(Natural-language object grounding data)
== == ==

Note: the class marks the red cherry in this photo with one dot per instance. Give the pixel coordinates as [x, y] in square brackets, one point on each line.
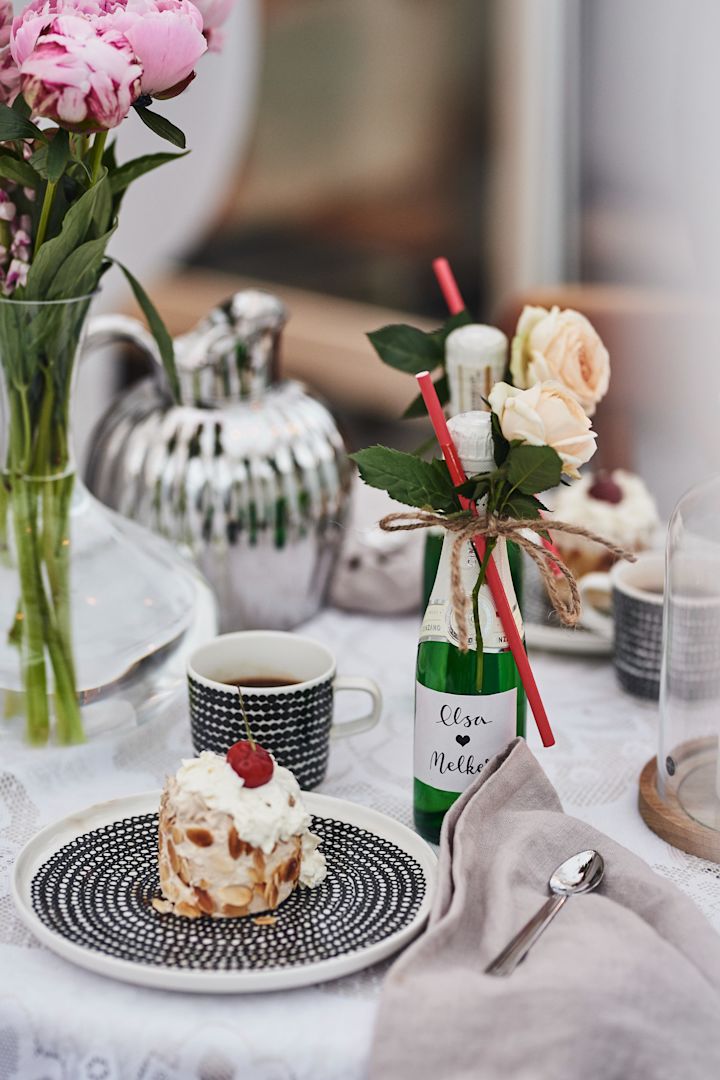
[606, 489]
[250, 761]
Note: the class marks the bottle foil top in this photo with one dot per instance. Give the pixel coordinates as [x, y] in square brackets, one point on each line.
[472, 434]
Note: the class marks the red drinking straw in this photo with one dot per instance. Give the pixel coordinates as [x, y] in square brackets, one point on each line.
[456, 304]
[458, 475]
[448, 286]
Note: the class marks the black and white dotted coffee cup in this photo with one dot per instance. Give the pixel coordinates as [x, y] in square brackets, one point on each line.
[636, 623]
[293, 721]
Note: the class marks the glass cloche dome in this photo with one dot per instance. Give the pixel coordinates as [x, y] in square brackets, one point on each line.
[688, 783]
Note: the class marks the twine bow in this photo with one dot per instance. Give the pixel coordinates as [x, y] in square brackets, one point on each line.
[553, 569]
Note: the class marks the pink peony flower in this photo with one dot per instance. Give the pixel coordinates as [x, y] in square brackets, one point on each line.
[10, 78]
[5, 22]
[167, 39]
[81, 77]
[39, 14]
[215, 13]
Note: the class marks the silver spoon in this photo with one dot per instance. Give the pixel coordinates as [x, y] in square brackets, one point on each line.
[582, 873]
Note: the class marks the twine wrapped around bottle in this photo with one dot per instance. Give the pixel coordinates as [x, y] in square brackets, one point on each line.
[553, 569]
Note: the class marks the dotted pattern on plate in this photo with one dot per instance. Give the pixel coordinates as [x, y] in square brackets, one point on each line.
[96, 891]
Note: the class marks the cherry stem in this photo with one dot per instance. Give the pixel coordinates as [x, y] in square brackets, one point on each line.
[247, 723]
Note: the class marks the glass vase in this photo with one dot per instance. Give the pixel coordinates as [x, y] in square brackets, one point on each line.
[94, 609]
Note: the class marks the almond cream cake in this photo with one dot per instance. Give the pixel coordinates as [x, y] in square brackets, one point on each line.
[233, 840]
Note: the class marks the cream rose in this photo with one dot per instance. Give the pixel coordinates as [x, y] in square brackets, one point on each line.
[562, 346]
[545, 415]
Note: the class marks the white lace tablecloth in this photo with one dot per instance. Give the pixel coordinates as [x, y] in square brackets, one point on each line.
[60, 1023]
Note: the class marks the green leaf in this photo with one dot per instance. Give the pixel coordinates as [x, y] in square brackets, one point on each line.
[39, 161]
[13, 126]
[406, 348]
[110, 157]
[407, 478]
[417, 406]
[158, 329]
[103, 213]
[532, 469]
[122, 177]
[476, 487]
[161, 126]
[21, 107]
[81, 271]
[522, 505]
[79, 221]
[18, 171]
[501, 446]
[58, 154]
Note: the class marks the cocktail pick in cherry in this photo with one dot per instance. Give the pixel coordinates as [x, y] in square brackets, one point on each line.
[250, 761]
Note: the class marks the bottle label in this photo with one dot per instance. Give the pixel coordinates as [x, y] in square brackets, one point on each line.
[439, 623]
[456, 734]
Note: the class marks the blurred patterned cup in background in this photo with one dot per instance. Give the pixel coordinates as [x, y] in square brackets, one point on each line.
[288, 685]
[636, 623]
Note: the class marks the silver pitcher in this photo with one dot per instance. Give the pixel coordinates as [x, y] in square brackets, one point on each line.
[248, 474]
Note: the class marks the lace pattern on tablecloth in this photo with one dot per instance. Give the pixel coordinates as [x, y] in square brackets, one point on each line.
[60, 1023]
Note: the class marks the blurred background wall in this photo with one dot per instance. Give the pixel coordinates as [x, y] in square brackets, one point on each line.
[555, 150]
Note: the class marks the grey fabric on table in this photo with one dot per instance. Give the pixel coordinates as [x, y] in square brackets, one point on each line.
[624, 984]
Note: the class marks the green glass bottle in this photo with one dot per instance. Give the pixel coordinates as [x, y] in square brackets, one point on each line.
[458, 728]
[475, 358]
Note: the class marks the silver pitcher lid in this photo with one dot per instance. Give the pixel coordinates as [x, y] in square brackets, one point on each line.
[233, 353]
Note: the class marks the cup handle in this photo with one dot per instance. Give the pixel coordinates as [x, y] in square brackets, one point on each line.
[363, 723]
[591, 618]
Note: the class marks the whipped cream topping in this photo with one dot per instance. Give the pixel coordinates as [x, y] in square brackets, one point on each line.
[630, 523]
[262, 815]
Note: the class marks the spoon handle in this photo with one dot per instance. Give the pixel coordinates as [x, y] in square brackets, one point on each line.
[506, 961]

== == ==

## Work order
Each line of the data needs to be output exactly, with any image excluded.

## Result of the exercise
Note: the class marks the red cherry in this photo with one dot per instance. Give the pixel coordinates as [x, y] in square brackets, one point on each line.
[606, 489]
[250, 761]
Note: the class marks the bottle foil top in this photo with one dot per instance. Give the pixel coordinates as [x, y] in square brackets, one point on each line.
[472, 434]
Note: the class marks the red drinking straw in this photo with one dot per instance. Give the pixel coordinates as [x, y] in square brackets, one point on each line.
[456, 304]
[458, 475]
[448, 286]
Note: the class marks the black and white dotted coffee cup in this photo with one dot per instance. Give the pixel coordinates as [x, y] in square brackets, one point on each line.
[636, 623]
[293, 721]
Note: the class marks the glass cloche dome in this photo with one dot per instance. Give the pixel coordinates as [x, y] in square brackets, one point on each line.
[688, 783]
Note: the class marks the twine bow in this photo with one dot per instance. Give the pixel coordinates as [x, y] in square brackets, one point on each line.
[553, 569]
Note: the class marks the pink peony flower in this photo with one dot per instance. Give the pixel coordinates as [x, y] in square brackets, one point on each line.
[10, 78]
[5, 22]
[167, 39]
[81, 77]
[39, 14]
[215, 13]
Note: the class marks the silver spoon in this photo with one dot per instance. Give the pixel coordinates as [x, y] in square brackets, one point on each line.
[582, 873]
Note: the class marks the twine wrapped around bottle in this photo with one dot per instance. Give the pixel coordinates as [x, y] in square brackets, one point on each line.
[553, 569]
Note: the class marks the dotted pattern on plate in this photo with one dot per instance. Give the pixel coordinates as [x, y] in square brackets, one point on each line.
[96, 891]
Note: the class marks the cherry stem in this photo with one dot per instance. Give the pixel coordinates as [x, y] in square brackets, one point on each line.
[247, 723]
Note: the class marks the glass vase in this photo with one dot per instance. Give the pixel coordinates as [x, y] in square brackets, one point on each line.
[94, 609]
Note: the class marks the almond cream cake in this photo with one dot per instance. Give the pixel coordinates as [x, y] in square brackets, one point on each line.
[233, 840]
Note: the class marks the cream rose in this photo with one dot per instance. Give the pixel coordinates as [x, y] in square brackets, one point on each line.
[562, 346]
[545, 415]
Note: the class marks the white lace tablecloth in this photo with one dot per instance. Give the pixel coordinates as [x, y] in square brackets, one point on each line.
[60, 1023]
Note: the class marks the green leaf in this photo with one dot per instance. Give the pixel coordinates as [x, y] in square brackets, one point on each line.
[39, 161]
[13, 126]
[406, 348]
[110, 157]
[407, 478]
[417, 406]
[158, 329]
[103, 213]
[532, 469]
[122, 177]
[476, 487]
[161, 126]
[21, 107]
[81, 271]
[522, 505]
[79, 221]
[18, 171]
[501, 446]
[58, 154]
Note: the class marks the cocktail pick in cherry in this photo with one dot per instance. Give the pixel coordinates as [x, y] in square brackets, one point on each line.
[250, 761]
Note: the class marks the bottle label in this photo with one dot per instance. Give the pixel coordinates as [x, y] in square brackets, one point on each line.
[439, 623]
[456, 734]
Note: the class marks the blurred patterned cup in background in this photo with one dot per instance. Give the pixel coordinates as [x, y] in square brackets, one point on each line.
[288, 685]
[636, 623]
Note: the class marks the silver pitcher in this photo with one dot per instance. Give the pixel coordinates as [x, y] in square brackets, one point on each line.
[248, 474]
Note: the class marks the lace pattern on tablecloth in this photo with one dot per instance. Give the pixel coordinates as [x, y] in square brackets, one point on each line.
[60, 1023]
Note: the class marks the blurred background wall in this photo with one dot per instance. Give the pixel coordinates as [x, y] in square brackets, one point on each line.
[555, 150]
Note: the class marks the grey fabric on table in this photo with one dot per instance. Give the pixel coordinates as [x, y] in square brackets, one point on each line.
[624, 984]
Note: the class marks the green glass bottle in this photo with one dot per instance. Give the pixel coordinates as [x, y] in square brackets, one point on each line.
[458, 728]
[475, 358]
Note: the class marks the silver pitcher lid in this photo with one dot per instance. Give the pixel coordinates as [x, y] in square brackets, one point on each line.
[233, 353]
Note: the class marks the cup handle in this photo with one dot per instance. Give the pixel coordinates as [x, y] in square brackets, one point on each line.
[363, 723]
[591, 618]
Note: the class marks the whipped cream topping in this photo with one dot per instance. Give the pixel coordinates as [x, y] in square brackets, one point on each line.
[630, 523]
[262, 815]
Note: the class marks the spoon handle in this photo with one dot per instance. Give the pixel coordinates as [x, y] in square brackets, one point on each line.
[506, 961]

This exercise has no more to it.